Task brief: The answer should consist of all the records, written out word for word.

*** Block opens ***

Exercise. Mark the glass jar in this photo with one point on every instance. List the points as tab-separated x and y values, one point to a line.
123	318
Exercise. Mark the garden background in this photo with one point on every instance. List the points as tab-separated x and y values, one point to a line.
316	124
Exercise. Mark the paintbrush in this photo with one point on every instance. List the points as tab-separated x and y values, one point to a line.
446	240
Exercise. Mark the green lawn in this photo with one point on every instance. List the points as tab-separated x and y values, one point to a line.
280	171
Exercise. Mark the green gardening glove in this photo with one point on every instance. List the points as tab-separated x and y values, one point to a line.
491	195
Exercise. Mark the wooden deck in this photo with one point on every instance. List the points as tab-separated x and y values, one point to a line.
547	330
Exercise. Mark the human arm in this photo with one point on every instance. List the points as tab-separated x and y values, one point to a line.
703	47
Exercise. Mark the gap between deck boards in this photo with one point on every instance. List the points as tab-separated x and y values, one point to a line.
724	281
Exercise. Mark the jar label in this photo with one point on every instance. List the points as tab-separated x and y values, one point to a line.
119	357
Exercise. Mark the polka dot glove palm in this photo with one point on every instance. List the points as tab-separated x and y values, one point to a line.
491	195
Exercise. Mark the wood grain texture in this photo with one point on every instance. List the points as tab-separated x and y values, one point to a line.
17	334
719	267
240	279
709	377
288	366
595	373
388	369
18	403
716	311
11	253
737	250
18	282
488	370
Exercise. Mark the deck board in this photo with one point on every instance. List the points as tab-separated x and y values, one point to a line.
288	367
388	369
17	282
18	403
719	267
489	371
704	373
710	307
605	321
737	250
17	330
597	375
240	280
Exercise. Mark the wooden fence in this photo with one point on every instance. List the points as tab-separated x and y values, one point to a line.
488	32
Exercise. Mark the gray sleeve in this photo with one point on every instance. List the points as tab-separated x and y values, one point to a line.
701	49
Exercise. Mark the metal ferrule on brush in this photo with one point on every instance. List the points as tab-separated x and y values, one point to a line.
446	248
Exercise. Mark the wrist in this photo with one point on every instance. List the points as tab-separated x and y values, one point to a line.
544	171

*** Block closes ***

Completed exercise:
Exercise. Mark the glass jar in this photo with one point on every instance. List the points as tab-separated x and y values, one point to a line.
123	318
Exercise. Mark the garden background in this photo with one point on every instance. List the points as tab-separated x and y values, one point to a line.
316	124
Exercise. Mark the paintbrush in this photo with one point on every instance. List the points as tab-separated x and y values, one point to a line.
446	240
Exercise. Mark the green lawn in this photo with one point on every instance. List the points as tab-separated x and y values, one point to a line.
280	171
Exercise. Mark the green gardening glove in this photo with one point on every instance. List the points as tab-separated x and y values, one point to a line.
491	195
Exercise. Mark the wooden deck in this photo with one point on every instance. List the points as tab-separated x and y values, one point to a line.
547	330
Exercise. Mark the human arm in this photo with one point on every instance. List the points as tab-separated x and y values, one point to a line.
703	47
Exercise. Mark the gap between deck boards in this photo with one point on every instance. List the points as tab-separated x and y values, one point to a line.
724	281
Exercise. Mark the jar label in this photo with one point on every instance. List the points as tab-separated x and y values, one point to a line.
119	357
Exercise. Mark the polka dot glove palm in this photo with one point on every instance. List the points as tab-separated x and y values, one point to a line.
491	195
Exercise. Mark the wood grain texture in this photo with one point on every instance. List the points as tab-separated x and y values, one point to a line.
17	334
719	267
240	279
709	377
288	366
595	373
388	369
18	403
716	311
11	253
737	250
18	282
488	370
Exercise. Mark the deck board in this photo with one point on every instance. List the points as tab-separated x and y values, one point to a line.
288	367
388	369
17	282
18	403
719	267
489	371
704	373
710	307
605	321
737	250
17	330
597	375
240	280
Exercise. Mark the wooden fence in this photo with one point on every instance. List the points as tab-separated x and y values, one point to a line.
488	32
Exercise. Mark the gray sleeve in this photo with one point on every instance. List the points as tab-separated x and y values, one point to a line.
701	49
Exercise. Mark the metal ferrule on brush in this photo with one point on every instance. List the points as tab-separated x and y values, one point to a line.
446	248
Exercise. Mark the wrist in this photo with one point on every instance. List the points as tab-separated x and y values, one point to a line.
544	171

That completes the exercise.